Paper ID: | 1965 |
---|---|

Title: | Mistake Bounds for Binary Matrix Completion |

In this paper, the authors propose a Matrix Exponentiated Gradient algorithm to solve the problem of completing a binary matrix in an online learning setting. They provide a mistake bound for the algorithm, which scales with the margin complexity of the underlying matrix and is comparable up to a logarithmic factor to the number of mistakes made by the Kernel Perceptron with an optimal kernel in hindsight. The paper also discusses applications of the algorithm to predicting as well as the best biclustering and to the problem of predicting the labeling of a graph without knowing the graph in advance.

The work is well motivated. The author proposes a new algorithm, and gives an upper bound utilizing margin complexity. Compared with other algorithms, it shows that the upper bound of the proposed algorithm has certain advantages in some cases. The paper discusses the example of biclustered matrices. I think that the paper is relatively complete in the structure. My main problem with the paper relates to the analysis of the regret bound, the author claims that they have a bound of O ̃(n 〖mc〗^2 (U)) from Theorem 3.1, but there is lack of more details. I hope the author can explain how to obtain it concisely. Minor issues: The manuscript needs to be cleaned up, in particular the writing. Line 155 I do not know how to get the bound (2A(2^(-1/2) )+1)+(2A(2^(-2/2) )+1)+(2A(2^(-3/2) )+1)+⋯+(2A(1/ζ)+1)? Explain it more detail! Line 228 I do not clear how to get K^(-1)? Explain it more detail! Besides, what is the meaning about “mc” in Line 168? I hope the authors can make a detailed explanation of the above issues and revise these errors.

2-Confident (read it all; understood it all reasonably well)
━━━━━━━━━━━━━━━━━━━━
◆ Given instruction ◆
Reproduce the part of the paper review that begins at "Title: | Mistake" and ends after "graph in advance.", without any changes.

◆ Dataset records ◆
━━━━━━━━━━━━━━━━━━━━
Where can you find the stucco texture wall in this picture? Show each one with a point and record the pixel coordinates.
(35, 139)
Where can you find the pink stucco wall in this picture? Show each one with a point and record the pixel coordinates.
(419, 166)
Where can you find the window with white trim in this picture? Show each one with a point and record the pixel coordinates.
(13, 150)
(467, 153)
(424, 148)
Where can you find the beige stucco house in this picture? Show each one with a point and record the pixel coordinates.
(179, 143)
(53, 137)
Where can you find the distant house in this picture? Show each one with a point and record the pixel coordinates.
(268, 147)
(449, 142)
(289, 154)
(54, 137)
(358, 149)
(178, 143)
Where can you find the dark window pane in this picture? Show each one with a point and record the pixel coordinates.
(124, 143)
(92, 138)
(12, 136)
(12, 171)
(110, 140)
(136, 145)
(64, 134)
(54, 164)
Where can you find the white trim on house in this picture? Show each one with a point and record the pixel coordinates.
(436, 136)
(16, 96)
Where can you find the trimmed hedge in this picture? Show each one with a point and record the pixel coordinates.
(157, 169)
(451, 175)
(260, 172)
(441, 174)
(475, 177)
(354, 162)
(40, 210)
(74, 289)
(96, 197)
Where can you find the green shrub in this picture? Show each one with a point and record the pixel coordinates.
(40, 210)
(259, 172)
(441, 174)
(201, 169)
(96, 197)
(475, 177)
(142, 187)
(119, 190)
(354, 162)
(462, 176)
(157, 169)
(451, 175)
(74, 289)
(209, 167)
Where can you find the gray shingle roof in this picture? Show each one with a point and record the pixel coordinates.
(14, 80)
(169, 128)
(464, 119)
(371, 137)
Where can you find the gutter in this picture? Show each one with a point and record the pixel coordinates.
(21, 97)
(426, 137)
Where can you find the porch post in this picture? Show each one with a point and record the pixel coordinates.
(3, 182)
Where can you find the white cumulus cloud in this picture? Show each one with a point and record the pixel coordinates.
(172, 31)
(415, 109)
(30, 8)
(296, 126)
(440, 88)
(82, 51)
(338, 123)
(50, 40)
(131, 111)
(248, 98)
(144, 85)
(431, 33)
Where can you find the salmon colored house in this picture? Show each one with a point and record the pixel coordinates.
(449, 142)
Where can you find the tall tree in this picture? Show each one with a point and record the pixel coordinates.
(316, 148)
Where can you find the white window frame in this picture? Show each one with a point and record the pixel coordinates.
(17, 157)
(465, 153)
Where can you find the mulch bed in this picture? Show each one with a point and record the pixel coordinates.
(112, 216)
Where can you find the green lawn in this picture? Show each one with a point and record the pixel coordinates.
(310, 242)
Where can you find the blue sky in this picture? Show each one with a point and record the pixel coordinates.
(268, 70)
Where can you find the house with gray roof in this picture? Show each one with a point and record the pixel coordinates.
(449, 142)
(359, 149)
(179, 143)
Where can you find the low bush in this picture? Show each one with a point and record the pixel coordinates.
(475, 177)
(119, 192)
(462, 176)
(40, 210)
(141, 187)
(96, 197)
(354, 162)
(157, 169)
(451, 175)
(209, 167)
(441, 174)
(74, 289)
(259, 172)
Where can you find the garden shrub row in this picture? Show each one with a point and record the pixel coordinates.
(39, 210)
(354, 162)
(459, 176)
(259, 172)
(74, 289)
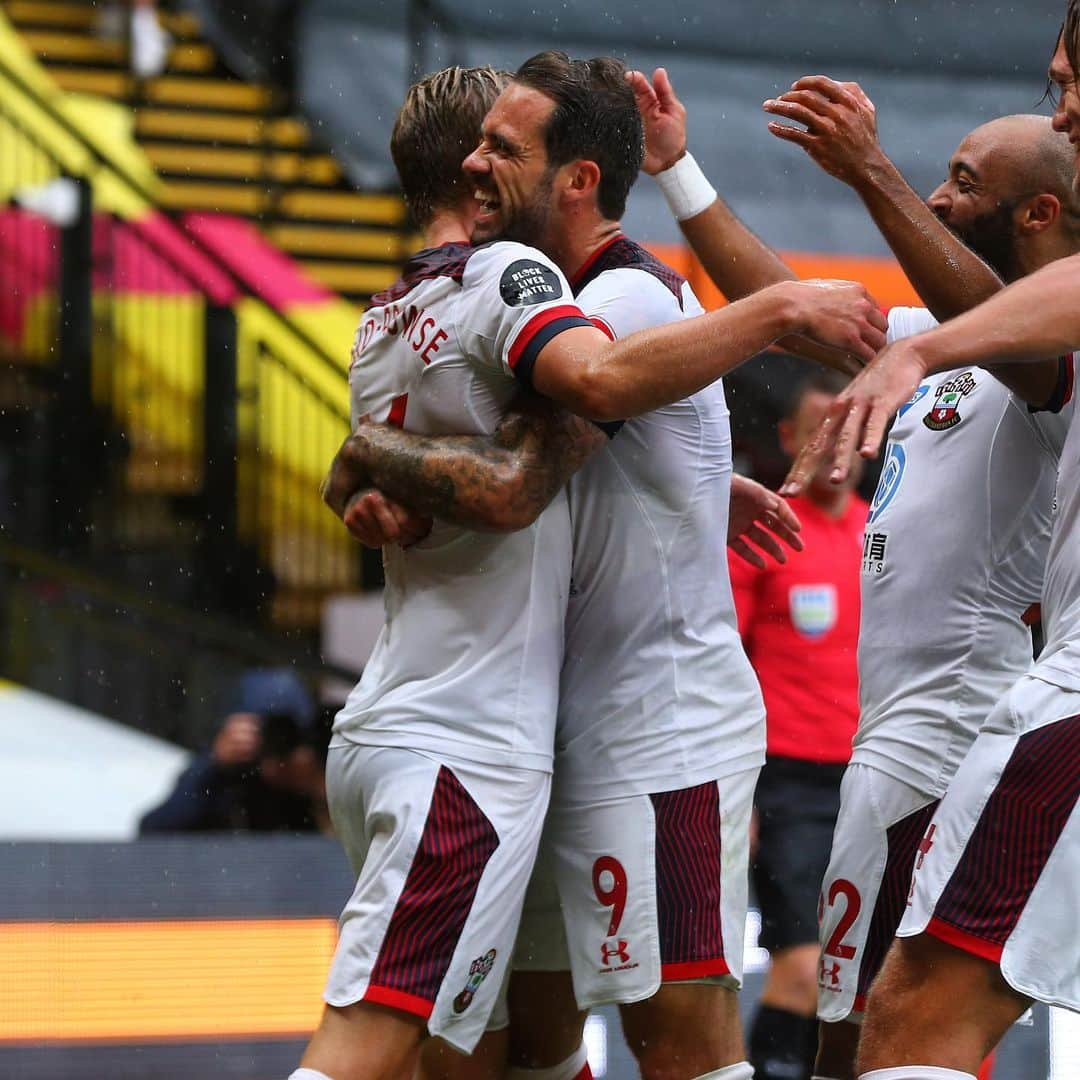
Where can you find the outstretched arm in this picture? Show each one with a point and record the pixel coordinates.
(1035, 318)
(738, 260)
(731, 254)
(840, 136)
(487, 483)
(609, 380)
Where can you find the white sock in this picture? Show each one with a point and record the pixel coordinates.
(916, 1072)
(741, 1070)
(565, 1070)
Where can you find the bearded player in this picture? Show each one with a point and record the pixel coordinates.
(925, 686)
(988, 925)
(440, 766)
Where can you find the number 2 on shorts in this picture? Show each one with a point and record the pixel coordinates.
(612, 895)
(851, 907)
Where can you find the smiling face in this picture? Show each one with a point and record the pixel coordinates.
(1064, 86)
(996, 172)
(513, 180)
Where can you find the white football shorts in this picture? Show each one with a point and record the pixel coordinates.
(1001, 873)
(633, 892)
(443, 851)
(875, 846)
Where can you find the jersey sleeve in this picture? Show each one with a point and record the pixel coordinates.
(513, 301)
(1054, 418)
(906, 322)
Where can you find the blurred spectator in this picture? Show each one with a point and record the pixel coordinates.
(265, 770)
(799, 624)
(149, 41)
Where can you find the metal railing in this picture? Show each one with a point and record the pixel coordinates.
(188, 423)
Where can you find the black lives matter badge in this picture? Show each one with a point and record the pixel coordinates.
(526, 282)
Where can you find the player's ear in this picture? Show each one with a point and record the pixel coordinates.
(583, 179)
(1039, 213)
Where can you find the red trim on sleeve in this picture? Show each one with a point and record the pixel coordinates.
(537, 323)
(586, 266)
(399, 999)
(961, 940)
(601, 325)
(693, 969)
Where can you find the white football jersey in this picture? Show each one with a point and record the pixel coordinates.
(469, 658)
(1060, 660)
(953, 562)
(657, 691)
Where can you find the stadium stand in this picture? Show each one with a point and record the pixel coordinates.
(221, 144)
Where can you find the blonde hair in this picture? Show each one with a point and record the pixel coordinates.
(436, 127)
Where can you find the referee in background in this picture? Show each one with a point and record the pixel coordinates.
(799, 625)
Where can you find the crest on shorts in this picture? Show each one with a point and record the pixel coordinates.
(812, 608)
(478, 970)
(947, 399)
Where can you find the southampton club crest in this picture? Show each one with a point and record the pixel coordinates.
(478, 970)
(947, 399)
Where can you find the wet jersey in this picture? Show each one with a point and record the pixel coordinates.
(469, 657)
(953, 559)
(1060, 661)
(657, 691)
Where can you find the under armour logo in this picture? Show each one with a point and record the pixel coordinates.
(618, 948)
(833, 974)
(925, 845)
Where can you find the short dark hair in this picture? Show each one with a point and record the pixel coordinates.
(436, 127)
(821, 380)
(1070, 35)
(595, 119)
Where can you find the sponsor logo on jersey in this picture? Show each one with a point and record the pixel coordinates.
(874, 548)
(615, 956)
(892, 473)
(478, 970)
(812, 608)
(947, 399)
(915, 399)
(526, 282)
(828, 976)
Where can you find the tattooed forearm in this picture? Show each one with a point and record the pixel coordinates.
(347, 476)
(499, 482)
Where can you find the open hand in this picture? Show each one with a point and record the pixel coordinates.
(840, 132)
(759, 515)
(859, 416)
(663, 117)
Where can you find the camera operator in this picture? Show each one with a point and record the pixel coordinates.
(264, 771)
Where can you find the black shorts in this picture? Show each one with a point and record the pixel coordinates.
(797, 804)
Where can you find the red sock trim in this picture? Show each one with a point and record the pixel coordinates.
(693, 969)
(399, 999)
(960, 939)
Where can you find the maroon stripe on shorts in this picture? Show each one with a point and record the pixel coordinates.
(688, 881)
(1014, 836)
(903, 838)
(430, 914)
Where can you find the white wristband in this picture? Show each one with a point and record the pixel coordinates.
(686, 188)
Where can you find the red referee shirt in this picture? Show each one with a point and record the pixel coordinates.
(799, 624)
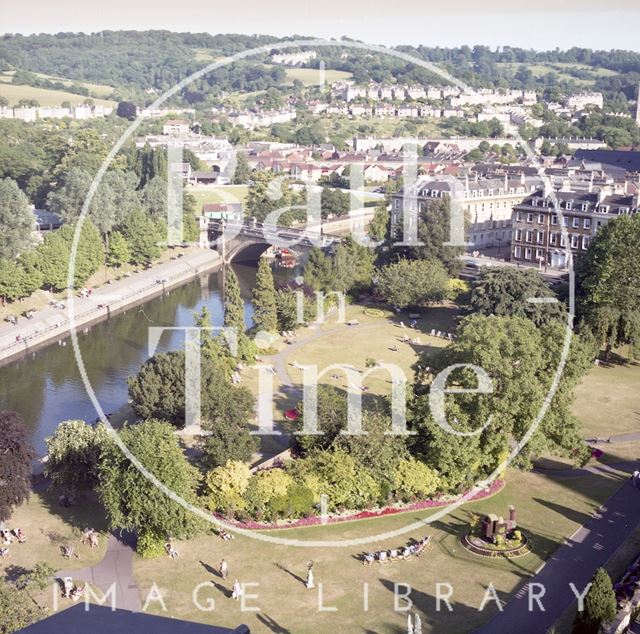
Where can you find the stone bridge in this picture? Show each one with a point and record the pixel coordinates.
(247, 242)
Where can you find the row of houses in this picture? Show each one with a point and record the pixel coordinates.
(525, 217)
(400, 92)
(33, 113)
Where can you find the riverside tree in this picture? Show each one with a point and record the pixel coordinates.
(412, 282)
(599, 605)
(265, 315)
(505, 291)
(134, 503)
(608, 278)
(16, 219)
(15, 466)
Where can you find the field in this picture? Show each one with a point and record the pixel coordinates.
(45, 97)
(217, 194)
(549, 508)
(310, 76)
(559, 69)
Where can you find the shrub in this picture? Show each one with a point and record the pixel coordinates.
(150, 545)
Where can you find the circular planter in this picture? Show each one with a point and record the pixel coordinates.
(475, 545)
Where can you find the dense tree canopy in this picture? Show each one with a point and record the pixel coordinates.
(15, 466)
(505, 291)
(608, 278)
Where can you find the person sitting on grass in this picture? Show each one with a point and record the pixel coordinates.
(171, 551)
(78, 592)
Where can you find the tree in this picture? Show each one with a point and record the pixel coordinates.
(412, 283)
(242, 171)
(265, 316)
(15, 466)
(434, 231)
(607, 279)
(226, 486)
(227, 440)
(17, 609)
(118, 253)
(505, 291)
(143, 236)
(378, 451)
(234, 316)
(158, 391)
(130, 500)
(520, 360)
(413, 478)
(127, 110)
(16, 281)
(600, 605)
(73, 453)
(16, 219)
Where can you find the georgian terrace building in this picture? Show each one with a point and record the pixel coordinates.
(537, 231)
(487, 206)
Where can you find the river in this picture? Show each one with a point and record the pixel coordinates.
(45, 387)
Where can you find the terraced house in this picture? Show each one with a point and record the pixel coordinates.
(537, 223)
(487, 206)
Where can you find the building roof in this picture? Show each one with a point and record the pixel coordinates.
(100, 619)
(630, 161)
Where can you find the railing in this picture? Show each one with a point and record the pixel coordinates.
(101, 309)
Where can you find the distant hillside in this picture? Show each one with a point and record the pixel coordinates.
(153, 61)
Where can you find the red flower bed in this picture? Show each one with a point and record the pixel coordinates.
(315, 520)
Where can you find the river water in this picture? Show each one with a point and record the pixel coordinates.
(45, 387)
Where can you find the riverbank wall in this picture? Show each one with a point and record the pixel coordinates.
(53, 324)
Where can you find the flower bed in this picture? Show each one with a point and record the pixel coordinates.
(315, 520)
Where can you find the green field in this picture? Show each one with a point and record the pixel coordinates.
(310, 76)
(539, 70)
(218, 194)
(14, 93)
━━━━━━━━━━━━━━━━━━━━
◆ Task solution ◆
Title: | Mistake Bounds for Binary Matrix Completion |

In this paper, the authors propose a Matrix Exponentiated Gradient algorithm to solve the problem of completing a binary matrix in an online learning setting. They provide a mistake bound for the algorithm, which scales with the margin complexity of the underlying matrix and is comparable up to a logarithmic factor to the number of mistakes made by the Kernel Perceptron with an optimal kernel in hindsight. The paper also discusses applications of the algorithm to predicting as well as the best biclustering and to the problem of predicting the labeling of a graph without knowing the graph in advance.